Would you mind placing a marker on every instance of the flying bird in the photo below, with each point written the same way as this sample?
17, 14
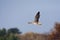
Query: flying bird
36, 20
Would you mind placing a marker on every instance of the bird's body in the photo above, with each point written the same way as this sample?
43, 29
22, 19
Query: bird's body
36, 20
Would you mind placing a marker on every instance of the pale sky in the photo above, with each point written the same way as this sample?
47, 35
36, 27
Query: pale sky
17, 13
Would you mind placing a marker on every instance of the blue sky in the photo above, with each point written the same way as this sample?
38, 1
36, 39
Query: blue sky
16, 13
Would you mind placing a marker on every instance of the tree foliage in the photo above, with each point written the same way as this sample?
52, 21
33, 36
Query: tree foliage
9, 34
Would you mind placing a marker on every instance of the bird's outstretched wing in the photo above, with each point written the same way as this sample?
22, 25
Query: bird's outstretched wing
37, 17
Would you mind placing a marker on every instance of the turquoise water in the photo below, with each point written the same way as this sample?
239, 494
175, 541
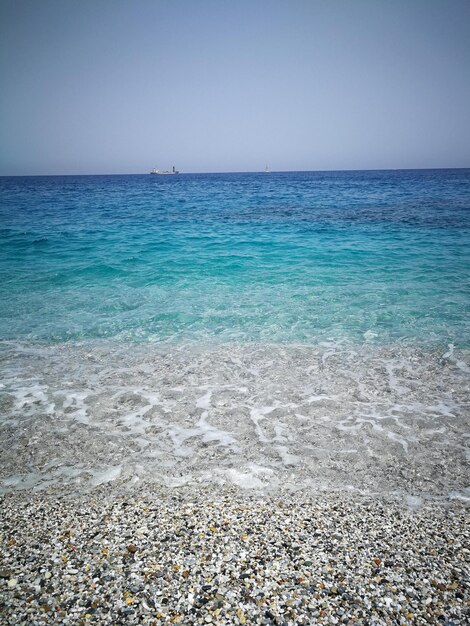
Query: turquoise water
271, 331
288, 257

Exercise details
Write out the entries again word for word, starting at the line that contains "of the blue" and continuing through the end of the entries, both ends included. Leave the pictures out.

The completed task
Would you mind placing a marker on every instance of the blue sky in the photo above, with each point written the same way as this sample?
38, 1
36, 39
Query: blue sky
16, 13
Would you mind placing a marker on every instance of the tree foliage in the photo above, with each point written the same way as this sample?
52, 21
33, 36
Query: tree foliage
9, 34
Would you mind placing a marker on every instance of the bird's outstretched wing in the photo above, with each point written the same way as this sample?
22, 25
Query: bird's outstretched wing
37, 17
Would you mind placing a marker on every instance of the turquoise water in the photo below, with each point written the same way as this sample?
239, 494
175, 541
Query: turquoise water
271, 331
288, 257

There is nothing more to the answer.